* **Document text**:
********

Trollbabe, 2

Played a little Trollbabe tonight, because I feel like I understand the conflict system better than I did during the first abortive attempt to run it… so we had… another abortive attempt to run it (we started too late, which was the problem the last time, as I recall).
Somewhere in the near future, I need to establish the rule that the games with small rulebooks to not get commensurately smaller time-blocks in which to run them. Then I put that reminder up where *I* can see it clearly. Oh well.


In the last session, it was Margie and Dave. Tonight, Randy and Jackie were both there also, so I had them make up characters (which takes a minute or two, at most) and we pretty much did a scene with everyone.

********

Object location annotation data:

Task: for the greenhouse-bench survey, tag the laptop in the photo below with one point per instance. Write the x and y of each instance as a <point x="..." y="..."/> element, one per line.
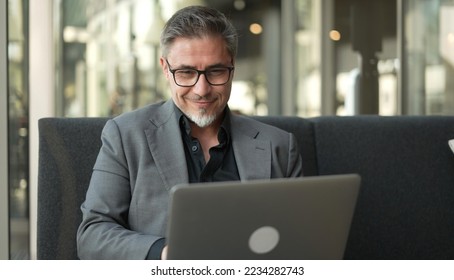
<point x="287" y="218"/>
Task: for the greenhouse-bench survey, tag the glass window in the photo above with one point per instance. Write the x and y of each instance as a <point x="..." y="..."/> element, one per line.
<point x="428" y="57"/>
<point x="18" y="111"/>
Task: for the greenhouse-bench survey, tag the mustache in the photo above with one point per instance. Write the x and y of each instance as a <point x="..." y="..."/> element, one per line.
<point x="197" y="97"/>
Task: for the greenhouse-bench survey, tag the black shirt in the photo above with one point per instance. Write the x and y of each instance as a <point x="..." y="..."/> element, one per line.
<point x="222" y="164"/>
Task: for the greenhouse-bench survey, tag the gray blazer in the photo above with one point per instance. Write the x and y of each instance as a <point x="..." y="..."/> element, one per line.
<point x="142" y="157"/>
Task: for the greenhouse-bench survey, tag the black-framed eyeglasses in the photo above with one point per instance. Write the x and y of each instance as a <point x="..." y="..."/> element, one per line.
<point x="188" y="77"/>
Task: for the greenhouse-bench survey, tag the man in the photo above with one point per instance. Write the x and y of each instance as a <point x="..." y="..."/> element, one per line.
<point x="193" y="137"/>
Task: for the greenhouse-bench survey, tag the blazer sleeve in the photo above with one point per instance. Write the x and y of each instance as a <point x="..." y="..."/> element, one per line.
<point x="104" y="232"/>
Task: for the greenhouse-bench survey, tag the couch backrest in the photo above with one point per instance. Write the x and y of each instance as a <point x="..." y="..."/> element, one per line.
<point x="406" y="204"/>
<point x="68" y="148"/>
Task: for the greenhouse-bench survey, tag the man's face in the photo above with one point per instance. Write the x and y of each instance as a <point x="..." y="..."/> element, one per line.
<point x="202" y="103"/>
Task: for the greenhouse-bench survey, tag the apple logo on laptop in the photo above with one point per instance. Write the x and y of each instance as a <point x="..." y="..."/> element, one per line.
<point x="263" y="240"/>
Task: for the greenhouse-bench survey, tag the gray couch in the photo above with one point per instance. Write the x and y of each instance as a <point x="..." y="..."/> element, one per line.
<point x="405" y="208"/>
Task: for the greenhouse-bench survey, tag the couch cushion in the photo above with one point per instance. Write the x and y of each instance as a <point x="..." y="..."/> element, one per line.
<point x="68" y="148"/>
<point x="304" y="133"/>
<point x="406" y="205"/>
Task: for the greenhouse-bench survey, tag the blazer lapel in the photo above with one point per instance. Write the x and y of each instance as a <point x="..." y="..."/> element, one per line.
<point x="253" y="156"/>
<point x="166" y="146"/>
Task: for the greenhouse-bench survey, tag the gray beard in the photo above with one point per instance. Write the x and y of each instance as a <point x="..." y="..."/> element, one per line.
<point x="202" y="119"/>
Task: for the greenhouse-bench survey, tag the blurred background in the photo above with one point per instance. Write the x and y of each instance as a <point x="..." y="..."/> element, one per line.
<point x="307" y="58"/>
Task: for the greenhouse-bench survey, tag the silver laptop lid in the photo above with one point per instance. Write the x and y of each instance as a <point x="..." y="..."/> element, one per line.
<point x="292" y="218"/>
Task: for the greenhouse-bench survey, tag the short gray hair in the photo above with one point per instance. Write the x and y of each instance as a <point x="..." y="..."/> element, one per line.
<point x="199" y="21"/>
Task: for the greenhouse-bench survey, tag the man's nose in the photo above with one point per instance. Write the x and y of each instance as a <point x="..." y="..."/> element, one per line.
<point x="202" y="87"/>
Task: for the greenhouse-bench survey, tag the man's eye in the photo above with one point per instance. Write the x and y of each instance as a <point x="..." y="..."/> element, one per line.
<point x="186" y="72"/>
<point x="217" y="71"/>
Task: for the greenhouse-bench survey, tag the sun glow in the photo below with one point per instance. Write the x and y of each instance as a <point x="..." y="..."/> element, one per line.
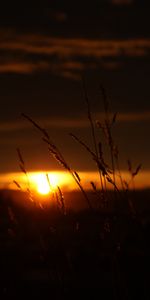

********

* **Problem set**:
1 > Answer these questions using the Trollbabe post:
(a) Which two players were in the last session?
(b) What problem cut short both attempts to run the game?
(c) How long does it take to make up a character?
2 > Retype the passage of the Trollbabe post starting with "Played a little" and going on through "as I recall).".
Rely only on the Trollbabe post, not on the material.

* **Solution set**:
1 >
(a) Margie and Dave.
(b) They started too late.
(c) A minute or two, at most.

2 >
Played a little Trollbabe tonight, because I feel like I understand the conflict system better than I did during the first abortive attempt to run it… so we had… another abortive attempt to run it (we started too late, which was the problem the last time, as I recall).